— MATERIAL SUPPLIED —
· · · · · · ·

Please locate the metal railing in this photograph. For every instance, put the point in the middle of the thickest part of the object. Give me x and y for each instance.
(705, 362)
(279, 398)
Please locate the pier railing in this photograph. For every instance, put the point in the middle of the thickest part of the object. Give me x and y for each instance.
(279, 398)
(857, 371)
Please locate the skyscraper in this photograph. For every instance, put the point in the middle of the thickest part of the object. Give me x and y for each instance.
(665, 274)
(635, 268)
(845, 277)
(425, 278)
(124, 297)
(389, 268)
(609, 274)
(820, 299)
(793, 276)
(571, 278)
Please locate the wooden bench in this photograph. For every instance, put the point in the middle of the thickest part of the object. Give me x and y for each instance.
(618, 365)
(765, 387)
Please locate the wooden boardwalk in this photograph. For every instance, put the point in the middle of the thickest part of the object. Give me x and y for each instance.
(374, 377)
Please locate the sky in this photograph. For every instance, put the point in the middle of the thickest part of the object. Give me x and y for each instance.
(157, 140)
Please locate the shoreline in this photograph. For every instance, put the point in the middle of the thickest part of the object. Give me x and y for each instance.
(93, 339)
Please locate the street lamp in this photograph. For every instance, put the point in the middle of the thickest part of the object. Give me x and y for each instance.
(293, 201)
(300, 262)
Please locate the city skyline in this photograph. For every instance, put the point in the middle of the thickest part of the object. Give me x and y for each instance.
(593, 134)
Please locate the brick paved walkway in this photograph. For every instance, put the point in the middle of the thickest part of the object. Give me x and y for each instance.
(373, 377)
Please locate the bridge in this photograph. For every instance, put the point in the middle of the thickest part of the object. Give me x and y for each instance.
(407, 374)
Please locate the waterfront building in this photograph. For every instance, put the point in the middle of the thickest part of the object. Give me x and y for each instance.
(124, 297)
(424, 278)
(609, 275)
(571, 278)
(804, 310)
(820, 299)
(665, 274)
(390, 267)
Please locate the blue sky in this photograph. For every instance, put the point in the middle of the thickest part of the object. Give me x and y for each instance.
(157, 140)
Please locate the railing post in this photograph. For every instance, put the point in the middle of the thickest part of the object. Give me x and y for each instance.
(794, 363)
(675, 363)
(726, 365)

· · · · · · ·

— SHORT PROBLEM —
Rewrite the lines above, from the one containing "Please locate the shoreline" through the last line, inclusive, replacing "thickest" with "widest" and leaving everything else unchanged.

— THE REPLY —
Please locate the shoreline in this photograph. For every instance, put the point in the middle of the widest part of the object. Give me x and y for each instance.
(93, 339)
Please locate the street lamp in this photograph. For every instance, put the point in the middle of the widest part of the object. Give me x and y for each instance.
(293, 201)
(300, 262)
Please locate the city skyline in this photograph. For every instance, put the point in the middle of the widest part of the object. Give me x and y for each instance.
(593, 134)
Please locate the brick paved walkway in this photograph. For every instance, put the point in the middle of the widest part of the object. Give me x and y for each instance.
(373, 377)
Please locate the bridge in this photograph. For every instance, put the point in the middle of the widest part of the object. Give me x and y for each instance.
(407, 374)
Please locate the waterfront building in this photograph. For every instance, put the point in the middle of the widest part of the object. Give me x and y for each instance.
(124, 297)
(424, 278)
(609, 275)
(571, 278)
(804, 310)
(820, 299)
(665, 274)
(390, 267)
Please locate the blue sky in this photograph. For every instance, put the point in the middle of the widest part of the object. Give me x and y for each instance.
(157, 140)
Please locate the railing post in this photograph. For every instance, put the point in the middle of the widest part of the object. Give me x and y for each instance.
(794, 363)
(675, 363)
(726, 365)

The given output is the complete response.